### Work order
Reproduce verbatim the portion of the post on CCR5 gene editing that begins with the words "Second, CCR5 mutations" and ends with "the same thing.".

### Page text
People are asking why CCR5 as the mutation is not preventing a genetic disease it is preventing an infectious disease (HIV) that we have medicines to treat.

First of all, CRISPR is not great at making specific changes. As much as we herald its genome editing capability, CRISPR is actually just really effective in making pseudo-random mutations in genes. Scientists generally call this Non-Homologous End Joining or NHEJ. Usually, these mutations end up “knocking-out” the function of the gene. There are not many genes where making unknown mutations is useful. CCR5 just happens to be one of them. In CCR5 HIV resistance intervention primarily seeks to make any mutation after amino acid 168 to disrupt the loop region where HIV binds. This is easy to target and do.

Second, CCR5 mutations have been well studied including with CRISPR. A search of google scholar shows 14 paper with CRISPR and CCR5 in the title a comparison with a favorite gene target, myostatin, which regulates muscle growth has 20 papers. You can find many papers on CCR5 and CRISPR it may be one of the most studied genes with CRISPR. This makes the CCR5 gene low hanging fruit, i.e. one that would require the least original work to target. If I were doing CRISPR embryo editing I probably would have chosen something similar or the same thing.

Queue  armchair  CRISPR experts coming out of the woodwork also, screaming about how so called off-target effects and CRISPR editing efficiency are terrible, ignoring the fact that Dr. He presented data on all of that and other scientists using the same method to target CCR5 have also. The beauty of this story is that it looks as if the experiment was actually really well thought out and executed with every precaution to protect the embryos and the babies they would become. I personally have never seen a CRISPR study that was so thorough and I sincerely welcome you to post if you have.

Natural-language object grounding data:

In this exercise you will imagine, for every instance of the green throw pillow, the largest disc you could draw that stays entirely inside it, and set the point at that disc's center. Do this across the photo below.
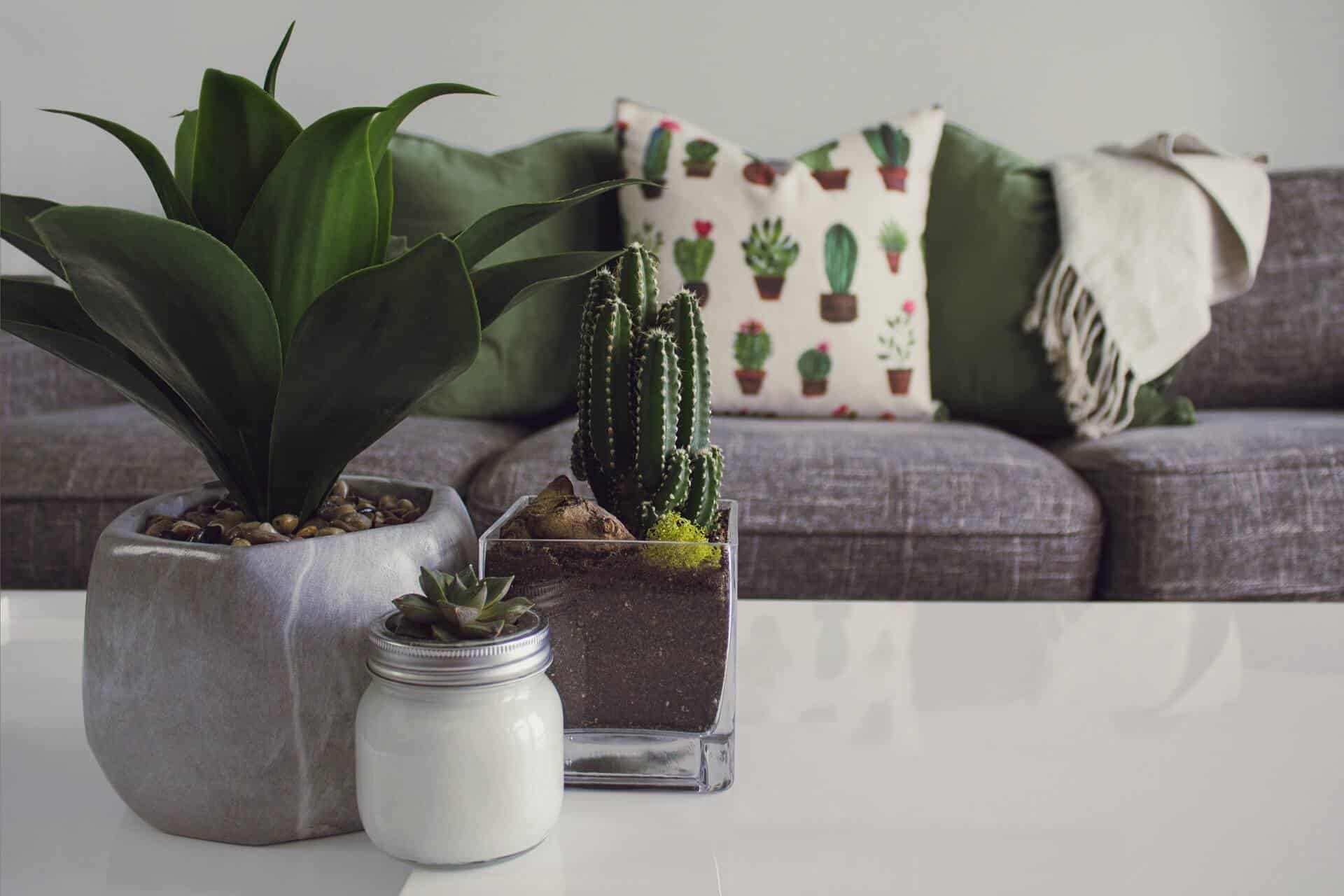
(991, 234)
(528, 359)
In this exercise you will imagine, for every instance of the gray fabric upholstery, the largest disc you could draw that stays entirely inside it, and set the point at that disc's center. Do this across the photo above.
(1242, 505)
(1282, 343)
(33, 382)
(860, 510)
(66, 475)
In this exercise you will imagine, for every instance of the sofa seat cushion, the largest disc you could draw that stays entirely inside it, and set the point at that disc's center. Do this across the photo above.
(67, 473)
(874, 510)
(1242, 505)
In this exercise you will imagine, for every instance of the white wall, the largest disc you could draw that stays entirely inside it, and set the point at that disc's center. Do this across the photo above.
(1043, 77)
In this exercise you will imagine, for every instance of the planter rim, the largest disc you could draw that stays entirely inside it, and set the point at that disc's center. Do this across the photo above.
(489, 535)
(128, 523)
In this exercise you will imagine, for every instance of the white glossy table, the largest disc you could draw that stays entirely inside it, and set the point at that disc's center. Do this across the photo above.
(882, 747)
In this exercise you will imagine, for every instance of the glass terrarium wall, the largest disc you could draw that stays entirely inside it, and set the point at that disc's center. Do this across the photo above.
(643, 636)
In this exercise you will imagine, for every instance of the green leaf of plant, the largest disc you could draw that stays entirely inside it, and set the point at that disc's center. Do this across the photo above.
(433, 584)
(315, 219)
(499, 288)
(51, 318)
(417, 609)
(191, 311)
(185, 150)
(17, 229)
(390, 118)
(493, 229)
(241, 136)
(416, 327)
(273, 69)
(384, 183)
(169, 195)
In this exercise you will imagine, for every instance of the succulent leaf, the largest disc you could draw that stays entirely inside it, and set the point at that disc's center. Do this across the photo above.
(460, 606)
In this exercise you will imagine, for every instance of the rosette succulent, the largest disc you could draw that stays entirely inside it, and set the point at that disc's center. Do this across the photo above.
(458, 608)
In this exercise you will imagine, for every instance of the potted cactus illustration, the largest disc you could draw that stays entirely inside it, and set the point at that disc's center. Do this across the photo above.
(891, 147)
(769, 253)
(758, 172)
(692, 258)
(898, 344)
(892, 241)
(825, 174)
(699, 158)
(841, 255)
(750, 348)
(656, 158)
(815, 367)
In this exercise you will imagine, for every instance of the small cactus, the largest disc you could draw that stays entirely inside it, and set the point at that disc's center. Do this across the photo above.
(889, 144)
(699, 158)
(815, 363)
(841, 255)
(656, 156)
(752, 346)
(694, 255)
(643, 440)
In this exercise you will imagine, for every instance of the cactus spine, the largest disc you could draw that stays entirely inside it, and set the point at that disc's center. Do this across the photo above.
(643, 438)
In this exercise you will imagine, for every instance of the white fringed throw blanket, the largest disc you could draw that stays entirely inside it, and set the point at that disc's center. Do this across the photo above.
(1151, 237)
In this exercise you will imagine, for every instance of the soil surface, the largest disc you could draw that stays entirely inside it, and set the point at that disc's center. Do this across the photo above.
(640, 644)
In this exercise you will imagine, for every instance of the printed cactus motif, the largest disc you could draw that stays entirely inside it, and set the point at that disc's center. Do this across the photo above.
(823, 171)
(750, 348)
(699, 158)
(841, 257)
(769, 254)
(891, 147)
(815, 367)
(692, 258)
(892, 241)
(643, 438)
(898, 346)
(656, 156)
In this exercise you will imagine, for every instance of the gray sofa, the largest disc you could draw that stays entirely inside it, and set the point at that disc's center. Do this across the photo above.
(1246, 504)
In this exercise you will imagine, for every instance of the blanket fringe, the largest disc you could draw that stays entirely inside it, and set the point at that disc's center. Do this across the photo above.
(1096, 382)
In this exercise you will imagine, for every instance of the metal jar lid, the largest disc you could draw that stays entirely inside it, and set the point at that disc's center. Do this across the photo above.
(464, 664)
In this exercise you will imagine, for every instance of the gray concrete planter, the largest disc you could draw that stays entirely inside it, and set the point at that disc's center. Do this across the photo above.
(220, 684)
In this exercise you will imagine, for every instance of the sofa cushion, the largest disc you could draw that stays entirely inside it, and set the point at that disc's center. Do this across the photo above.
(1242, 505)
(1282, 343)
(66, 475)
(870, 510)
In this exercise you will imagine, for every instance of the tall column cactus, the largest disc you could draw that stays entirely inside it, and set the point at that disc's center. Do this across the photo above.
(643, 438)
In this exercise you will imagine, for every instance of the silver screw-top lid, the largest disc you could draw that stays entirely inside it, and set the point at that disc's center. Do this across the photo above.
(464, 664)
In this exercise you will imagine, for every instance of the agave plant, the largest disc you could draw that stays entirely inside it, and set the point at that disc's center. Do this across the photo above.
(458, 608)
(262, 317)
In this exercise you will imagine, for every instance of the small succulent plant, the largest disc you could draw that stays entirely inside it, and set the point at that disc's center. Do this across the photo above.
(458, 608)
(769, 250)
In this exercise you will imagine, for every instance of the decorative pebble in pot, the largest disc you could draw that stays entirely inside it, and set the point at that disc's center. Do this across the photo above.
(460, 738)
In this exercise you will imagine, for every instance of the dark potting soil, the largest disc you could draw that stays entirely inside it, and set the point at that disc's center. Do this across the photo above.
(640, 643)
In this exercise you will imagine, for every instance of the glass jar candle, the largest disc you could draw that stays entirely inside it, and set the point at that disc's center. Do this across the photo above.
(460, 747)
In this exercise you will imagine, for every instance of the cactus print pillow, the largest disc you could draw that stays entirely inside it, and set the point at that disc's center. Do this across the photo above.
(811, 273)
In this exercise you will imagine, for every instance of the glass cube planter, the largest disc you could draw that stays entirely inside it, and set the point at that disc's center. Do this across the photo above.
(644, 636)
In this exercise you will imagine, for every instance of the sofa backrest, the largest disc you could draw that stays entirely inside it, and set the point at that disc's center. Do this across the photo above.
(1282, 343)
(33, 382)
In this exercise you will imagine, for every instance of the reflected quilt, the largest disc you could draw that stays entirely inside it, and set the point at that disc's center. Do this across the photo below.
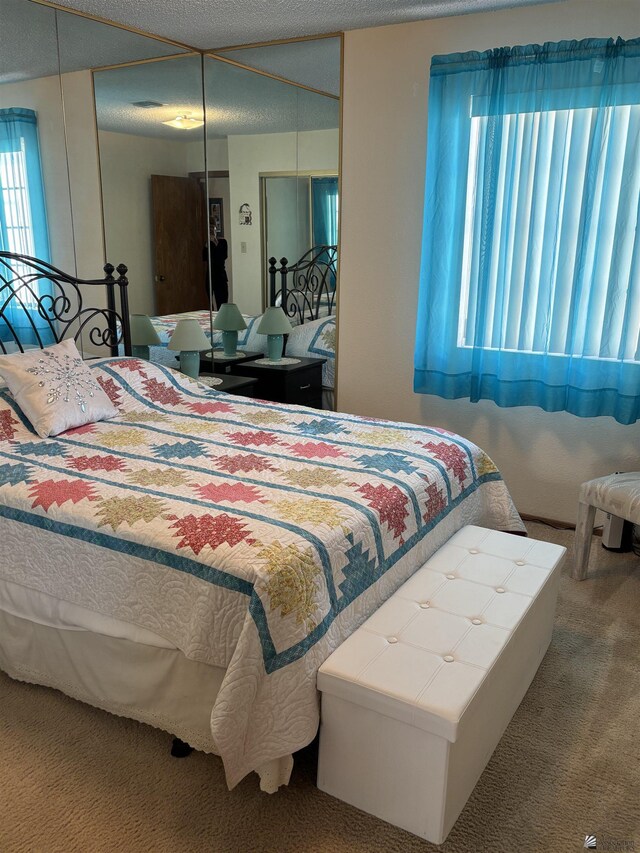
(253, 536)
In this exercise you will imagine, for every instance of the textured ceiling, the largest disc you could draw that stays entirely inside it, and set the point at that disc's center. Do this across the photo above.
(220, 23)
(238, 101)
(312, 63)
(28, 42)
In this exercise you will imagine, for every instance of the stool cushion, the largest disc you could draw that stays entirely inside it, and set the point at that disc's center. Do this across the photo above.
(618, 494)
(423, 655)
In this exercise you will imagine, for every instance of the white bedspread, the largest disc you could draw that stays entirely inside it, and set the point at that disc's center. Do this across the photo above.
(251, 536)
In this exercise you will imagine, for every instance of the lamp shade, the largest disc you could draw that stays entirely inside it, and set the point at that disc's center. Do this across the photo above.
(189, 337)
(274, 322)
(229, 318)
(142, 331)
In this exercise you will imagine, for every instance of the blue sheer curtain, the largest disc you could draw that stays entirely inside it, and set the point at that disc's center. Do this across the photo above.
(23, 222)
(324, 200)
(530, 280)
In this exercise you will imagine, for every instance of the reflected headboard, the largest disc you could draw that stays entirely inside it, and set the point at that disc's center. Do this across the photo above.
(307, 289)
(41, 305)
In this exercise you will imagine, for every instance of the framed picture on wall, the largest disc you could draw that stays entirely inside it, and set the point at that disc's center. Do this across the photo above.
(216, 218)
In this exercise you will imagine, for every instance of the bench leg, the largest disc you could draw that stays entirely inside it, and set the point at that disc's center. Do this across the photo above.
(584, 532)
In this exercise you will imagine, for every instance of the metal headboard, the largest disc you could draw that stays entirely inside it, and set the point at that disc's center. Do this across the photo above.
(62, 310)
(307, 289)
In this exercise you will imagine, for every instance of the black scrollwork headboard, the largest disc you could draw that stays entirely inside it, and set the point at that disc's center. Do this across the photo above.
(307, 289)
(40, 305)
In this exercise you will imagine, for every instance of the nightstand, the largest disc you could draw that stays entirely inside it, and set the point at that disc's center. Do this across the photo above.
(243, 385)
(299, 383)
(223, 363)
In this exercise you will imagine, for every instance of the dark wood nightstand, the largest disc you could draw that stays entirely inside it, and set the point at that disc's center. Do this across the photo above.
(243, 385)
(299, 383)
(223, 364)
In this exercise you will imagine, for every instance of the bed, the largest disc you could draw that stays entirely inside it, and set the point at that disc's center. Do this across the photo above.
(306, 291)
(192, 561)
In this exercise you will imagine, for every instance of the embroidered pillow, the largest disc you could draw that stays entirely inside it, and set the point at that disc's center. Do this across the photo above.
(55, 389)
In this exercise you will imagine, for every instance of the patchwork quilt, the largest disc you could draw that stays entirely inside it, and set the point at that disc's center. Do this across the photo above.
(257, 536)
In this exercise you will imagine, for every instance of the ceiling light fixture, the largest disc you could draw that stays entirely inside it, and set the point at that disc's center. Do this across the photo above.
(184, 122)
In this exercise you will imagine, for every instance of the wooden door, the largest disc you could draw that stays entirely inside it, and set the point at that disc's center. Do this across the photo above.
(179, 242)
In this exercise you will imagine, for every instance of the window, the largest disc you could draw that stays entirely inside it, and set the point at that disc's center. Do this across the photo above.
(530, 284)
(15, 202)
(539, 201)
(23, 226)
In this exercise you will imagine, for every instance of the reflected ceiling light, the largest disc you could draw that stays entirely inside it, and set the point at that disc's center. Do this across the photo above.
(184, 122)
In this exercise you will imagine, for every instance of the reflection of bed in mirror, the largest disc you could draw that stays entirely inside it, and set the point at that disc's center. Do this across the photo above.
(306, 291)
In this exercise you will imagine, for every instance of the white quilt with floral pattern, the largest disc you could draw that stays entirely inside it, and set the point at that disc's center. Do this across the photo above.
(253, 536)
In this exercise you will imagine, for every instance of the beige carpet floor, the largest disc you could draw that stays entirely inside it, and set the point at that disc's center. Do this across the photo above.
(76, 779)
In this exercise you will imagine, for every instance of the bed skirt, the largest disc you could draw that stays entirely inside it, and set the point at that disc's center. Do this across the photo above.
(157, 686)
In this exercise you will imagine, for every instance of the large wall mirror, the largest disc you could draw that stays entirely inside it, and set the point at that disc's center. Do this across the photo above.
(193, 169)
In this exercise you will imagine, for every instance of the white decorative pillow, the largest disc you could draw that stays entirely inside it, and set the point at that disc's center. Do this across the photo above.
(55, 389)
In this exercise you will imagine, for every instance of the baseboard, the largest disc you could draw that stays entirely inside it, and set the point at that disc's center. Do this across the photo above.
(555, 523)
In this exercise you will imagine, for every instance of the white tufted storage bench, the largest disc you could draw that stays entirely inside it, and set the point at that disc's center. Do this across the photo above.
(415, 701)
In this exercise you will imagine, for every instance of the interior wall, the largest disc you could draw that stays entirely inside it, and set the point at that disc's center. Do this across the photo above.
(127, 163)
(84, 174)
(543, 456)
(250, 156)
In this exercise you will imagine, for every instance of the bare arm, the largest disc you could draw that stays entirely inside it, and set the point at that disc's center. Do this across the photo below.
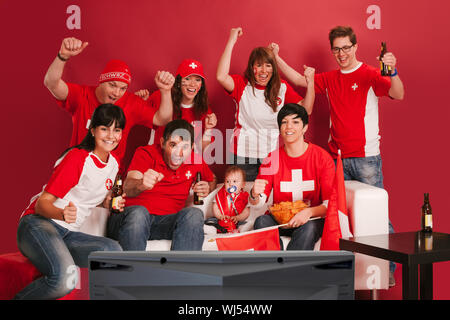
(397, 90)
(303, 216)
(223, 68)
(164, 81)
(44, 207)
(203, 188)
(70, 47)
(137, 182)
(308, 101)
(217, 212)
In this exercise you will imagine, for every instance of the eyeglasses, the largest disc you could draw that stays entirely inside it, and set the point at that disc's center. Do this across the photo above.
(345, 49)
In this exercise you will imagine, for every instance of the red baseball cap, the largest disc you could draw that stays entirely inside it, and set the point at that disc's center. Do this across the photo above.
(116, 70)
(189, 67)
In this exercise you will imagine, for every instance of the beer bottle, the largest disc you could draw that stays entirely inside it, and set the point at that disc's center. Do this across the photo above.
(197, 199)
(385, 70)
(117, 192)
(427, 220)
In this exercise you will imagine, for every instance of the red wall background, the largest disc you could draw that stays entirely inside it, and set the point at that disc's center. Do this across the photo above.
(158, 34)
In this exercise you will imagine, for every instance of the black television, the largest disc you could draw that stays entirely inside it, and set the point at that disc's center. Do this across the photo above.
(221, 275)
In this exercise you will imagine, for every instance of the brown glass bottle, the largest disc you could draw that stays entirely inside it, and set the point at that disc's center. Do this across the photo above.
(427, 218)
(197, 199)
(385, 70)
(117, 192)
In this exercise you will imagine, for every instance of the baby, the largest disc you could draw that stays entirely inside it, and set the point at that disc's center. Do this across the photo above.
(230, 204)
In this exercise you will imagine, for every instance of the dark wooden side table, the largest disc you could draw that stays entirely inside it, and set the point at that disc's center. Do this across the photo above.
(411, 249)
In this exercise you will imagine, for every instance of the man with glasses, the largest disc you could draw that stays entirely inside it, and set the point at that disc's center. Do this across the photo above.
(353, 92)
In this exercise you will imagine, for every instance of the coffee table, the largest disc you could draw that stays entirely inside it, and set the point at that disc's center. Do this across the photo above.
(411, 249)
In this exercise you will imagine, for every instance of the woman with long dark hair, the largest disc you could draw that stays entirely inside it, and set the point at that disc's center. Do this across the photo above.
(258, 95)
(48, 232)
(190, 102)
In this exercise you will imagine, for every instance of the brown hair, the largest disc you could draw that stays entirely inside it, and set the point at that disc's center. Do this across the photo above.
(341, 32)
(234, 168)
(264, 55)
(200, 100)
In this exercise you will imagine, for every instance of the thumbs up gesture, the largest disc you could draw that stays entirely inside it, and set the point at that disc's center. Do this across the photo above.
(70, 213)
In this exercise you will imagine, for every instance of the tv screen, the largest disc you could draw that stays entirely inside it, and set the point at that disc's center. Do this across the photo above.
(221, 275)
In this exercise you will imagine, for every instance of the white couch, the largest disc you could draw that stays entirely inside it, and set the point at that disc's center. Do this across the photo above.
(368, 212)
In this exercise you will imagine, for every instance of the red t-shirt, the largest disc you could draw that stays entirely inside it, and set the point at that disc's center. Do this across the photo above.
(353, 98)
(256, 131)
(169, 195)
(309, 176)
(81, 103)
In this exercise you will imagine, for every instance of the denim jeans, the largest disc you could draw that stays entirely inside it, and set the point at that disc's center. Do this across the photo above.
(367, 170)
(249, 165)
(54, 251)
(302, 238)
(134, 226)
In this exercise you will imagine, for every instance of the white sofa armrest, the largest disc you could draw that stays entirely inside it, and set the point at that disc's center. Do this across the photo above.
(368, 214)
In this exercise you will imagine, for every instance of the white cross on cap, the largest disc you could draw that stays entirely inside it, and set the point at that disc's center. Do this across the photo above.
(297, 186)
(108, 184)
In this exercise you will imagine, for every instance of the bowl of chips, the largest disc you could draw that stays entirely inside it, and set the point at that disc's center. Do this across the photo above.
(285, 210)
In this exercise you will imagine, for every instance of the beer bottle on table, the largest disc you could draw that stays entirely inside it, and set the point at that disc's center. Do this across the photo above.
(117, 192)
(197, 199)
(385, 70)
(427, 219)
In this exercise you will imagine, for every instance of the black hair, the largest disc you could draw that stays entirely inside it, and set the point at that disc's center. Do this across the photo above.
(293, 108)
(181, 128)
(104, 115)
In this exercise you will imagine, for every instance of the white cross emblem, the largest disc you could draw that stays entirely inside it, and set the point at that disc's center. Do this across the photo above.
(108, 184)
(297, 186)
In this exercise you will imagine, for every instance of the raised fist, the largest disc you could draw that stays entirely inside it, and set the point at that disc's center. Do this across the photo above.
(71, 47)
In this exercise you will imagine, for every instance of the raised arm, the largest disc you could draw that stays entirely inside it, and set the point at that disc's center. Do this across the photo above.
(137, 182)
(308, 101)
(223, 69)
(70, 47)
(164, 81)
(290, 74)
(397, 90)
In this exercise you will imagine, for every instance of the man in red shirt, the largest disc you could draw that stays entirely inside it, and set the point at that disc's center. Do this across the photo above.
(353, 91)
(81, 100)
(299, 170)
(157, 185)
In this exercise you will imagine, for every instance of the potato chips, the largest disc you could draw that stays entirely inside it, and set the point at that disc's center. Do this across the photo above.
(285, 210)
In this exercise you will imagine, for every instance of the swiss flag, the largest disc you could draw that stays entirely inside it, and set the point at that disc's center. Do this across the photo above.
(261, 239)
(336, 220)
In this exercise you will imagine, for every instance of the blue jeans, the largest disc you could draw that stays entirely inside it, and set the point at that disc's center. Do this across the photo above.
(54, 251)
(367, 170)
(134, 226)
(302, 238)
(249, 165)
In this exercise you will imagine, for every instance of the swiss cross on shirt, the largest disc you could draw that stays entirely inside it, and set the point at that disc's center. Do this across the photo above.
(297, 186)
(108, 184)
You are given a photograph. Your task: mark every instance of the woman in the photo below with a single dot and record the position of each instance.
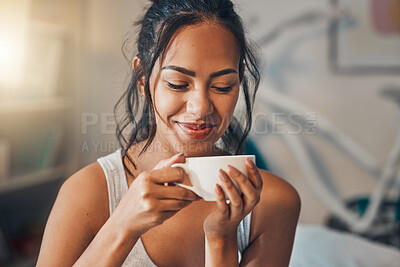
(124, 209)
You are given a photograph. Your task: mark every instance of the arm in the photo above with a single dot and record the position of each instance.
(274, 223)
(79, 212)
(80, 231)
(222, 252)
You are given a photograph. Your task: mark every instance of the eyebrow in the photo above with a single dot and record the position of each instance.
(193, 74)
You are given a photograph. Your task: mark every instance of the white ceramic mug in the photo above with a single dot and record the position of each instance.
(203, 172)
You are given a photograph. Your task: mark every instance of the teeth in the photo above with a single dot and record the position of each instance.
(194, 127)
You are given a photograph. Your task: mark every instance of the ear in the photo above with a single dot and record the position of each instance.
(242, 70)
(136, 66)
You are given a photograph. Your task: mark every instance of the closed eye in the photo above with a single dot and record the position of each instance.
(177, 86)
(223, 89)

### Solved problem
Second, CCR5 mutations have been well studied including with CRISPR. A search of google scholar shows 14 paper with CRISPR and CCR5 in the title a comparison with a favorite gene target, myostatin, which regulates muscle growth has 20 papers. You can find many papers on CCR5 and CRISPR it may be one of the most studied genes with CRISPR. This makes the CCR5 gene low hanging fruit, i.e. one that would require the least original work to target. If I were doing CRISPR embryo editing I probably would have chosen something similar or the same thing.